WHAT YOU NEED TO DO:
Collect every line in the entries below that contains the string "snow" and copy each one out. Matching is case-sensitive.

[BEGIN DATASET CONTENT]

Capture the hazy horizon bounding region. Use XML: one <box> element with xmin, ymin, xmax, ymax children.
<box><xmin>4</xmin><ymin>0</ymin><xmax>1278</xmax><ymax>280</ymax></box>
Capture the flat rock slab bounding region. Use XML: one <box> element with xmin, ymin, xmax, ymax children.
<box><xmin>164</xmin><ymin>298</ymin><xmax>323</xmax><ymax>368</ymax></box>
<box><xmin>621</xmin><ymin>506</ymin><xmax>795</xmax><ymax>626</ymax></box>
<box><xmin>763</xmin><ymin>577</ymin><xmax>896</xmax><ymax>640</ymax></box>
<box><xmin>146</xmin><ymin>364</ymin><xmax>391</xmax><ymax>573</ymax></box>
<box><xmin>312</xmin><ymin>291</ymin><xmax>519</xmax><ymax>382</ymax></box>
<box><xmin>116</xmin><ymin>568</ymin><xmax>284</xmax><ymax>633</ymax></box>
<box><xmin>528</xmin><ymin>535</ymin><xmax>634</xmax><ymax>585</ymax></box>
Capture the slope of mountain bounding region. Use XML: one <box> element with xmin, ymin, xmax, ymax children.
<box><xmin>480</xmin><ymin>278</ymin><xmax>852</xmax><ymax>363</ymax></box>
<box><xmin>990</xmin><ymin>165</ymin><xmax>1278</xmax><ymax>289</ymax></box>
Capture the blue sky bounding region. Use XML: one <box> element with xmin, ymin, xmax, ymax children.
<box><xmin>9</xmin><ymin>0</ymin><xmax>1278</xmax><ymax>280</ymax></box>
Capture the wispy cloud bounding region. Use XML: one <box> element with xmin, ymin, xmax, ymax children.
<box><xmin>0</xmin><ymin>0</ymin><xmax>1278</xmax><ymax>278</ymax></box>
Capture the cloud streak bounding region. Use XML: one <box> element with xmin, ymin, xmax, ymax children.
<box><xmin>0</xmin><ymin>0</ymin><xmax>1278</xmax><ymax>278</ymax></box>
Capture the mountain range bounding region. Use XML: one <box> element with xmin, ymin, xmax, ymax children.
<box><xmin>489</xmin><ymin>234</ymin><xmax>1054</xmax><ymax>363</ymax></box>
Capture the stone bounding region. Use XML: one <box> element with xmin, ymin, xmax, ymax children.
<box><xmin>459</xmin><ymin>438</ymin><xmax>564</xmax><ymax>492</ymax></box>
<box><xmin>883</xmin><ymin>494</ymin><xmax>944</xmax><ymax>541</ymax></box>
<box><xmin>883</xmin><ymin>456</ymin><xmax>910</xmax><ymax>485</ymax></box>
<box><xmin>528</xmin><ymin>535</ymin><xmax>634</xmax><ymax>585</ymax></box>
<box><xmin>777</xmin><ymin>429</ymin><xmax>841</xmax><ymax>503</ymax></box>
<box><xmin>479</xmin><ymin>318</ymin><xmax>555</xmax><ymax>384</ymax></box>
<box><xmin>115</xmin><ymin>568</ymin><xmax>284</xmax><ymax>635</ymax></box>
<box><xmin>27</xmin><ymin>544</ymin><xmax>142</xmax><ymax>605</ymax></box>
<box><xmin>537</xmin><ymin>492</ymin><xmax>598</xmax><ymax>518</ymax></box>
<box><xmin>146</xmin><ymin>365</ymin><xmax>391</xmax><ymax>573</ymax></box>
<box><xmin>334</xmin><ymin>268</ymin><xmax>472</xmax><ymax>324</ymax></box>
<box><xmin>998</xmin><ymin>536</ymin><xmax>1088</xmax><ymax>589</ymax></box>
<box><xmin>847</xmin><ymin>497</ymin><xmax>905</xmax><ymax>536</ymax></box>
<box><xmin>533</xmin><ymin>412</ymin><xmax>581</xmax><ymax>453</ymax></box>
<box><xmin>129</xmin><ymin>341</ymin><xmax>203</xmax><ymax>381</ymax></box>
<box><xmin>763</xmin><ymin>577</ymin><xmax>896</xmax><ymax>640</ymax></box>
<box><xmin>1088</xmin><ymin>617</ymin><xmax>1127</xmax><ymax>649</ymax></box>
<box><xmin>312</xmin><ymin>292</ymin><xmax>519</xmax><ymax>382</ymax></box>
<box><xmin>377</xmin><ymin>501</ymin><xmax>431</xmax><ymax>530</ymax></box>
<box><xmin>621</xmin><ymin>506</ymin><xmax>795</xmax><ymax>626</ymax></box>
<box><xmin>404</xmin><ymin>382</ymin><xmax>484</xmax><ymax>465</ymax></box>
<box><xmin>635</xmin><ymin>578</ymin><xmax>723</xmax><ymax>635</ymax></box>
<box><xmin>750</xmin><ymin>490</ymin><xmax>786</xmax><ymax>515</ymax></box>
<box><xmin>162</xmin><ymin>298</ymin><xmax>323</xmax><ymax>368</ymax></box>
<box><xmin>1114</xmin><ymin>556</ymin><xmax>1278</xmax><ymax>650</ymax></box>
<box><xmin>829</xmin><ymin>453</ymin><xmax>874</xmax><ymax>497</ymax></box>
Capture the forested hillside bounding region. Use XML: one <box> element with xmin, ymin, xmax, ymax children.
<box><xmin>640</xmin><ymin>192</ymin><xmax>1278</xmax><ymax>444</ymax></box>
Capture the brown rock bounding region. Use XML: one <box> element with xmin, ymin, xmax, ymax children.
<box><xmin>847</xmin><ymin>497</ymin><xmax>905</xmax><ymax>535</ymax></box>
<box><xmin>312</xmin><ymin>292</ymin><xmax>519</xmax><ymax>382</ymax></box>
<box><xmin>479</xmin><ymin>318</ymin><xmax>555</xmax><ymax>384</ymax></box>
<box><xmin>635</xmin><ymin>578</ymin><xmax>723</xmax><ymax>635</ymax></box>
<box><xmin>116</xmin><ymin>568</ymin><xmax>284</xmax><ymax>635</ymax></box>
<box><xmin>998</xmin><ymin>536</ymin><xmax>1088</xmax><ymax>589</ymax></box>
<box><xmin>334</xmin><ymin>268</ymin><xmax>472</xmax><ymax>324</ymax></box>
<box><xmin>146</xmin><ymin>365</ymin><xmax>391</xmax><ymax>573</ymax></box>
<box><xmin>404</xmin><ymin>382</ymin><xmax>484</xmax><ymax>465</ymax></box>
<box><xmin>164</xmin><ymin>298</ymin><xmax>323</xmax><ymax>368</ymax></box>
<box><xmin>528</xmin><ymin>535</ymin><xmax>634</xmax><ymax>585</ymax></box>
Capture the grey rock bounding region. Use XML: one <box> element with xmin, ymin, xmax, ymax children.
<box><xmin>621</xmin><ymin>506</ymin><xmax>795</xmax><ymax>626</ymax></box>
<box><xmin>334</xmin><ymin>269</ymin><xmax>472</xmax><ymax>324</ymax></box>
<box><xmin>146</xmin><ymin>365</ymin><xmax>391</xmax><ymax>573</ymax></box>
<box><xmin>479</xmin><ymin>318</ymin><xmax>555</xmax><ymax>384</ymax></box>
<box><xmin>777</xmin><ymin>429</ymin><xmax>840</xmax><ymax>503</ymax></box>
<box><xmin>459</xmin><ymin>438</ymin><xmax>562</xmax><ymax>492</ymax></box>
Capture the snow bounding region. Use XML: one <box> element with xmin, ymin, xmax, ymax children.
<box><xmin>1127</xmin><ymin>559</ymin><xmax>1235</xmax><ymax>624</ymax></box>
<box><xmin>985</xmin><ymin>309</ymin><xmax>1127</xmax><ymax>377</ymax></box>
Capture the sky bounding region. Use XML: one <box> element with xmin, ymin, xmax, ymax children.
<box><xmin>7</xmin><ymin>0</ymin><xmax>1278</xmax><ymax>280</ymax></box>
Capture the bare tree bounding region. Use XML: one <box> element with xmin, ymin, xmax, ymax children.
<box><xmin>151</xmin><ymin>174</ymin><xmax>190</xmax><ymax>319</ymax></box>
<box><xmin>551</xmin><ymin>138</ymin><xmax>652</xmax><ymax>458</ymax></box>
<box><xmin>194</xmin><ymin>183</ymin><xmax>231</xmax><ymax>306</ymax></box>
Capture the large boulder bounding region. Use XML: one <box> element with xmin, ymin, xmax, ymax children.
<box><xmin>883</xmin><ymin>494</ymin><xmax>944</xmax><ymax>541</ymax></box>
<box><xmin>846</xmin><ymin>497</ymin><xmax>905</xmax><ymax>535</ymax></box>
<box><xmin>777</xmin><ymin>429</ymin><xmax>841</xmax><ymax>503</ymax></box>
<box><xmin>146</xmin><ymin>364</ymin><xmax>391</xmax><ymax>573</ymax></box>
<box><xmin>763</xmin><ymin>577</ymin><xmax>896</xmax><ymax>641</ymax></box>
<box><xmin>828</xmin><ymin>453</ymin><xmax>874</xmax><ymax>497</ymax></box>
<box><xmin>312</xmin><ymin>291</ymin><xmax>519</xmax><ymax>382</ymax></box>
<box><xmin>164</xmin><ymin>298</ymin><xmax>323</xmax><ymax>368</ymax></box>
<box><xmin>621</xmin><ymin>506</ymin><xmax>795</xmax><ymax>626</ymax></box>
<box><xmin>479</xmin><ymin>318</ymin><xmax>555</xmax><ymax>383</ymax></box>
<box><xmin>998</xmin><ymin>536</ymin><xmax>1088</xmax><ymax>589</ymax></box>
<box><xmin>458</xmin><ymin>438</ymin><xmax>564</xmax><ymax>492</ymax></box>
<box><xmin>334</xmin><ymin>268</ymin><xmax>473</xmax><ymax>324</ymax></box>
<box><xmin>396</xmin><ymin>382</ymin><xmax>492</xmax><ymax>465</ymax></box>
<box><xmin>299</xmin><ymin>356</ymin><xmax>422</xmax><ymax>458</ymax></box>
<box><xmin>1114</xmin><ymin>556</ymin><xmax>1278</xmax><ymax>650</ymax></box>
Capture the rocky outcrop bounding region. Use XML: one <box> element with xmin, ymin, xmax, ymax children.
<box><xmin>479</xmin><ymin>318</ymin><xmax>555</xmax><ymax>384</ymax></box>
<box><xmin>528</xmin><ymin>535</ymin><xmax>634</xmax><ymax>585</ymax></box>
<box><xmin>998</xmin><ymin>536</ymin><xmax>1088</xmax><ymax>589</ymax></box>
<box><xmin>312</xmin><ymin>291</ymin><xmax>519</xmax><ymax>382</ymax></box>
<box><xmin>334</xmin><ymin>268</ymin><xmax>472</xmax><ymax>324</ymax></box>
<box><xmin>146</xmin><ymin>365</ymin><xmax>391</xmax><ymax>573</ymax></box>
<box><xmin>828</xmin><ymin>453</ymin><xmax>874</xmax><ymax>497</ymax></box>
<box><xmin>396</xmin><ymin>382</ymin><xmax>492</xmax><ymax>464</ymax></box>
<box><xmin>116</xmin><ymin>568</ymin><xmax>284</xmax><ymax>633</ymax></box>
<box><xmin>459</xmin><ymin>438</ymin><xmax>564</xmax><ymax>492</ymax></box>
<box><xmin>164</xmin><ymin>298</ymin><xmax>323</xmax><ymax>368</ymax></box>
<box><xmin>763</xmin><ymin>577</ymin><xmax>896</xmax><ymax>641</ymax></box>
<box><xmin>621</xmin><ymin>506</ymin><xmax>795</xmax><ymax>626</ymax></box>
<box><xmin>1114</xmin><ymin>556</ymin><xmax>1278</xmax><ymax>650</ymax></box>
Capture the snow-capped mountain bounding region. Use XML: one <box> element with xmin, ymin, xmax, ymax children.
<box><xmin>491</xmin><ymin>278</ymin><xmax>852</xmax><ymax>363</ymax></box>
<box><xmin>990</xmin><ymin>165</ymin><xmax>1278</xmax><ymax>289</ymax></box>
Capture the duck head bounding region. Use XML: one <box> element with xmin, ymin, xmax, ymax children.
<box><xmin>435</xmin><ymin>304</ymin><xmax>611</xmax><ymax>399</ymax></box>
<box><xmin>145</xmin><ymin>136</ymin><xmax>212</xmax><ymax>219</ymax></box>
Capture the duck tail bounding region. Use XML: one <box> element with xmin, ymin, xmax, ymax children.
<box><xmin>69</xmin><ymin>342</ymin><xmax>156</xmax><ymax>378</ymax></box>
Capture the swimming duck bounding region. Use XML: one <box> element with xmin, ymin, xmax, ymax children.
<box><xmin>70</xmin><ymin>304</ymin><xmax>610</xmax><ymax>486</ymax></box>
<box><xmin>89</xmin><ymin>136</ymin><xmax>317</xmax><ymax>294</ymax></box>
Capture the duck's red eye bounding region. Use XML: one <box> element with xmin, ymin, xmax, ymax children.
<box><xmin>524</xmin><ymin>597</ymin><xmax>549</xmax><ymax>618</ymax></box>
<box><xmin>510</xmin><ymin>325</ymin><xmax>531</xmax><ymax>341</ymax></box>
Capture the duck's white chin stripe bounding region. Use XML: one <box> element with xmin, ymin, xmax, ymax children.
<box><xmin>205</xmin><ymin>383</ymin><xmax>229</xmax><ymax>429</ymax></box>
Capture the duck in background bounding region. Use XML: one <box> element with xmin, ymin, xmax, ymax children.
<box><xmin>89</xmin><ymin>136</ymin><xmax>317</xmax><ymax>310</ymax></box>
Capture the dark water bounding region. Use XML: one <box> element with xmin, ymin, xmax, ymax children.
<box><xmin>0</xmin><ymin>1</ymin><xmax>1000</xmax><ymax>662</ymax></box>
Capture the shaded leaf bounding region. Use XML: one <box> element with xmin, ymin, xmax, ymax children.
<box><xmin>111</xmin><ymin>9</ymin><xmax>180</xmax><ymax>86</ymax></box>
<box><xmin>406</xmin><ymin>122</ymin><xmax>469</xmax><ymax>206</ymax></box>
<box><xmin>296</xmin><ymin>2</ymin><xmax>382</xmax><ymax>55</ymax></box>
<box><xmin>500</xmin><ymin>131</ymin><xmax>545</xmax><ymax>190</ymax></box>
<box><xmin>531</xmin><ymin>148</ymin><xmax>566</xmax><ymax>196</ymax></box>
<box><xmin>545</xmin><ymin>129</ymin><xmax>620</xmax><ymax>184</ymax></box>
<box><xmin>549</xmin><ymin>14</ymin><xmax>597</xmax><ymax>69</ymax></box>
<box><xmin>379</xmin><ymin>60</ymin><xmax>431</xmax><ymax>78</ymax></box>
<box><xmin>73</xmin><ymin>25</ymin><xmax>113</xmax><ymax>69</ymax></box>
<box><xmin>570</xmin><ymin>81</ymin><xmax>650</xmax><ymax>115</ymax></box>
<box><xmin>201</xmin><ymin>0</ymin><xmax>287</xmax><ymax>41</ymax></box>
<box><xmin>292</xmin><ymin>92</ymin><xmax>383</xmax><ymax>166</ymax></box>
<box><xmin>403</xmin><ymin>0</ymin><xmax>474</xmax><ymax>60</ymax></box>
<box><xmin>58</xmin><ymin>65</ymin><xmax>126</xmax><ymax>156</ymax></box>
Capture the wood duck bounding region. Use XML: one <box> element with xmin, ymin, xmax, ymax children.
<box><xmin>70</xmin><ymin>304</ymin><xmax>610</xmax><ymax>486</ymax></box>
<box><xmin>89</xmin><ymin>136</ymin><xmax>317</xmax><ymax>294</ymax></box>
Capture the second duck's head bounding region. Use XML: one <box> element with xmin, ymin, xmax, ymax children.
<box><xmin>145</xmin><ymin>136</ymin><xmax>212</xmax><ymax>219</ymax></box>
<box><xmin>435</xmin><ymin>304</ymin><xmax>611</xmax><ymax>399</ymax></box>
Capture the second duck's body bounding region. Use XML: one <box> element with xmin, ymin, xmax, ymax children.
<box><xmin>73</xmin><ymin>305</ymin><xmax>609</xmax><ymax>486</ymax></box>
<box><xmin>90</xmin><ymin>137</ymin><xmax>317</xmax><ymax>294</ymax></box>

[END DATASET CONTENT]

SOLUTION TO THE PROBLEM:
Capture the snow bounding region. Use XML: one <box> element with xmin, ymin, xmax, ymax children.
Capture the snow-capped mountain bounding region. Use XML: one <box> element with xmin, ymin, xmax, ymax children.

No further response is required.